## MATERIAL

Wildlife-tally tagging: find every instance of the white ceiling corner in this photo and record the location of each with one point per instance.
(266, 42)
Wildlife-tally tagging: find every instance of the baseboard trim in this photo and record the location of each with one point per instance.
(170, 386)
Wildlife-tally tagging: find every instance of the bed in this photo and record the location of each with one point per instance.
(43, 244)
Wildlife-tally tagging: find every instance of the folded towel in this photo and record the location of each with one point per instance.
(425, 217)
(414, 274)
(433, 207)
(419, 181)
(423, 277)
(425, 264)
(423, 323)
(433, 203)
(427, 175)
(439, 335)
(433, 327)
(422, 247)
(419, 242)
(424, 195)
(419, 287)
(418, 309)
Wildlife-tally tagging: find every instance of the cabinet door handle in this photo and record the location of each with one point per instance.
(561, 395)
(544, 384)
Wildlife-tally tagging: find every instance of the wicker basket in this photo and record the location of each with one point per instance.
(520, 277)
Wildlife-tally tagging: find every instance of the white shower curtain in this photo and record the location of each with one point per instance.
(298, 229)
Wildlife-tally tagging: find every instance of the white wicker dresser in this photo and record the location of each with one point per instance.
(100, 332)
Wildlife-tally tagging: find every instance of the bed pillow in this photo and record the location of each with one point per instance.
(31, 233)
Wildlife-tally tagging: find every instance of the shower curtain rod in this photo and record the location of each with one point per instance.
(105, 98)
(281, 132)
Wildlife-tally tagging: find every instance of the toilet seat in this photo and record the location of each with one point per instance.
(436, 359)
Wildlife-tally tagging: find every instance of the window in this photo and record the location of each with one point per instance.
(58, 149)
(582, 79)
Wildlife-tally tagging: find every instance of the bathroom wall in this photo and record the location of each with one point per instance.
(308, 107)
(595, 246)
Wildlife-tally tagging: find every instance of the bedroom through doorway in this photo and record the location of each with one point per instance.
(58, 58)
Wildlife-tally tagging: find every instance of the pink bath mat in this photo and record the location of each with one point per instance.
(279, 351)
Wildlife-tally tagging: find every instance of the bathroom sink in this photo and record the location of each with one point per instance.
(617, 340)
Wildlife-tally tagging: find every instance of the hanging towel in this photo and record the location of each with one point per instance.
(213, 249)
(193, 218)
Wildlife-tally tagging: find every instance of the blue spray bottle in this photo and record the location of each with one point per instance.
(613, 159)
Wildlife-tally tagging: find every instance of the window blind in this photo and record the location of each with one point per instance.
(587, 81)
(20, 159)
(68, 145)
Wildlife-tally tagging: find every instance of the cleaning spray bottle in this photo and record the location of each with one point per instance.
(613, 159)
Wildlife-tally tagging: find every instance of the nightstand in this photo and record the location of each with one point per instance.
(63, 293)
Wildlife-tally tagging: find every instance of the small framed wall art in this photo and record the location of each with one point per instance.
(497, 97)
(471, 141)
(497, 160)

## TASK DETAILS
Reproduce all of the material above verbatim, keeping every line and every coordinate pair unchanged and in the same order.

## WRITTEN RESPONSE
Wildlife-tally tagging: find every instance of the white ceiling corner in this photo and record the location of each with one point per instance.
(266, 42)
Wildlife-tally tagging: find every instance of the baseboard trim in this photo and record the location of each with one point per instance.
(170, 386)
Wildlife-tally tagging: find every instance of the bed in this photo and record the location of each with one point per instance.
(43, 244)
Wildlife-tally tagging: find every instance of the folded towel in this photo and record the location of each with one point per instance.
(425, 217)
(414, 274)
(433, 207)
(419, 181)
(423, 277)
(425, 264)
(423, 323)
(433, 203)
(427, 175)
(439, 335)
(433, 327)
(422, 247)
(419, 242)
(424, 195)
(419, 287)
(418, 309)
Wildlife-tally tagging: find every instance of the cabinet door handle in this photo and record the location of each with one point per instance.
(561, 395)
(544, 384)
Wildlife-tally tagging: find every instance of the wicker basket in this photo and record the location of each with one point per instance.
(520, 277)
Wildlife-tally tagging: find every instance of the white shower curtain in this photo and record the location of each with one point per instance.
(298, 229)
Wildlife-tally tagging: find every instance of the white wicker dresser in this photo and record the location of each with one point per instance.
(100, 332)
Wildlife-tally tagging: find every instance of the bed pillow in this photo and record the location of each with one point per instance.
(31, 233)
Wildlife-tally tagging: find every instance of the shower curtain rod in this photo and record the location of each with one point per instance.
(105, 98)
(281, 132)
Wildlife-tally tagging: find every instance of the toilet seat in this photo and record the location of each with one point per instance.
(436, 359)
Wildlife-tally tagging: find every instance of the window in this photo and record the location of each with one point per instance.
(58, 149)
(582, 79)
Wildlife-tally tagging: find every instance of the bathroom wall in this photo and record the location of each with one point per instance.
(308, 107)
(595, 246)
Wildlife-tally tagging: find every instance of the bedroom through doorway in this photo and record the location of each with one point per instance.
(58, 58)
Wildlife-tally tagging: find every instance of the pink bath mat in this photo and record the location of each with one point per instance.
(279, 351)
Wildlife-tally tagging: find every instance of the bathroom sink in this photo and record the location of each with one point per instance.
(617, 340)
Wildlife-tally tagging: find every instance of the hanging towel in this photo and record the location of each with one point per instance.
(213, 249)
(193, 218)
Wildlife-tally tagging: find every instance of the blue spray bottle in this photo and record the location of each with one point per instance.
(613, 159)
Wildlife-tally tagging: find every instance of the window blind in this photo and record the location of each with one point per instance.
(587, 81)
(20, 159)
(68, 145)
Wildlife-tally tagging: find every instance of the cleaning spray bottle in this photo and record the location of each with one point per instance.
(613, 159)
Wildlife-tally tagging: find every instance of the nightstand in this photo and record the location of each with one point per instance.
(63, 293)
Wildlife-tally tagging: find every instance of the small framed wall art in this photo and record the location of each with one point per instance.
(497, 97)
(471, 141)
(497, 160)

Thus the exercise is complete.